◆ À FAIRE:
(1) Relevez, s'il vous plaît, tous les titres de chansons cités dans la chronique sur les Strokes ci-dessous.
(2) D'après la chronique sur les Strokes, quels groupes pétaient les scores en 2001 ?

◆ TEXTE CITÉ:

==============================

Aujourd’hui il y a prescription et on peut admettre que les Strokes n’ont jamais été excitants pour un sou. Is This It avait impressionné son monde par sa production un peu spécifique mais il faut bien dire que l’album sonne comme deux boîtes de conserve reliées par de la ficelle à poulet. Si certaines chansons se tiennent, l’ensemble est chétif et gris comme un jour de pluie. Et puis les Strokes ont toujours eu l’air de s’en foutre royalement, de leur musique comme de leurs concerts. Je veux bien concéder que ce détachement à toute épreuve participe du cool du groupe aux couleurs du New York javellisé de Rudolph Giuliani mais il n’y a rien de séduisant là-dedans et on est en droit de préférer des types qui donnent l’impression de faire ça pour de vrai, dans tout ce que ça a de ridicule aussi (au hasard, les Guns N’ Roses). Contrairement à ce que clamait la presse de l’époque, tout le monde n’attendait pas un retour en grâce du rock garage, System of a Down et Tool pétaient les scores en 2001 et c’était très bien comme ça.
Ceci étant et pour éviter de faire de Pause Pipi un énième blog de trentenaire rageux, les Strokes ont fort heureusement poursuivi leur parcours jusqu’en 2006 avec First Impressions Of Earth. C’était la première fois que ce groupe me faisait un peu d’effet. La production rachitique de la doublette initiale Is This It/Room On Fire avait disparu, les chansons respiraient un peu et la voix de Julian Casablancas donnait enfin sa pleine mesure (même s’il avait toujours l’air de s’en foutre). Aujourd’hui encore, des choses comme “Heart In A Cage”, “Red Light” ou “Ize Of The World” donnent envie de se relever la nuit. J’ai même de l’affection pour “Ask Me Anything”, rêverie rétro-futuriste perdue au milieu de ce disque trop long.

==============================

◆ RELEVÉ:

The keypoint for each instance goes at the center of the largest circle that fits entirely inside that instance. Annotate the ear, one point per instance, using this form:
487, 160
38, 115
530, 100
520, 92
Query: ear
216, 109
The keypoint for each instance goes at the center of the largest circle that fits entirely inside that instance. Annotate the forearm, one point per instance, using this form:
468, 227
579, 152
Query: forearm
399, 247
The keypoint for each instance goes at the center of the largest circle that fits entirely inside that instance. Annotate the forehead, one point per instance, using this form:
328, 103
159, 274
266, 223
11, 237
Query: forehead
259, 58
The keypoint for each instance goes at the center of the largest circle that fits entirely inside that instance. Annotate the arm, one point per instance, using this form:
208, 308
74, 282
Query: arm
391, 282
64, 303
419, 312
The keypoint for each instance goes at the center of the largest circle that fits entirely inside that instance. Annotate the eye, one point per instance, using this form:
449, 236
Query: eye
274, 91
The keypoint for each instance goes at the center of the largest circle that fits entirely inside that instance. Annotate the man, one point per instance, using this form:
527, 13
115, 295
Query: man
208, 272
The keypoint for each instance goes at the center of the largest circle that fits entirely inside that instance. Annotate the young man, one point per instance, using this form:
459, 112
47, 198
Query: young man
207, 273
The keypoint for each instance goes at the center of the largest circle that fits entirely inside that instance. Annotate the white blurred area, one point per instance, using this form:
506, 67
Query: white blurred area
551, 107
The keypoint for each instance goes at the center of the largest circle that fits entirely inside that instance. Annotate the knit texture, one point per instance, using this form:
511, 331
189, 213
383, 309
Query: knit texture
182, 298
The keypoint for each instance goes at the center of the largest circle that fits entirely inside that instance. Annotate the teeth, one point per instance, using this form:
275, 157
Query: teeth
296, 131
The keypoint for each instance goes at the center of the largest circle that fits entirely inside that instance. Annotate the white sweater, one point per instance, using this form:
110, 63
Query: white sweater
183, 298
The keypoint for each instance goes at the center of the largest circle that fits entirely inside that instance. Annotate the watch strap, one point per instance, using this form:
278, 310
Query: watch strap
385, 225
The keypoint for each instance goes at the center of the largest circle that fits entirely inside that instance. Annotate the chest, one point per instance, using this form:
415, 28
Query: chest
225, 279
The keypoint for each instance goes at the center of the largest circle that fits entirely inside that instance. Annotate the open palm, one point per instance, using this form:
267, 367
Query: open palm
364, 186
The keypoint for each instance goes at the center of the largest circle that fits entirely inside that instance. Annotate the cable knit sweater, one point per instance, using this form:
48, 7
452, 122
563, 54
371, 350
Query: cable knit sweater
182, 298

==============================

◆ RÉSULTATS PAR TÂCHE:
(1) “Heart In A Cage”, “Red Light”, “Ize Of The World”, “Ask Me Anything”

(2) System of a Down et Tool.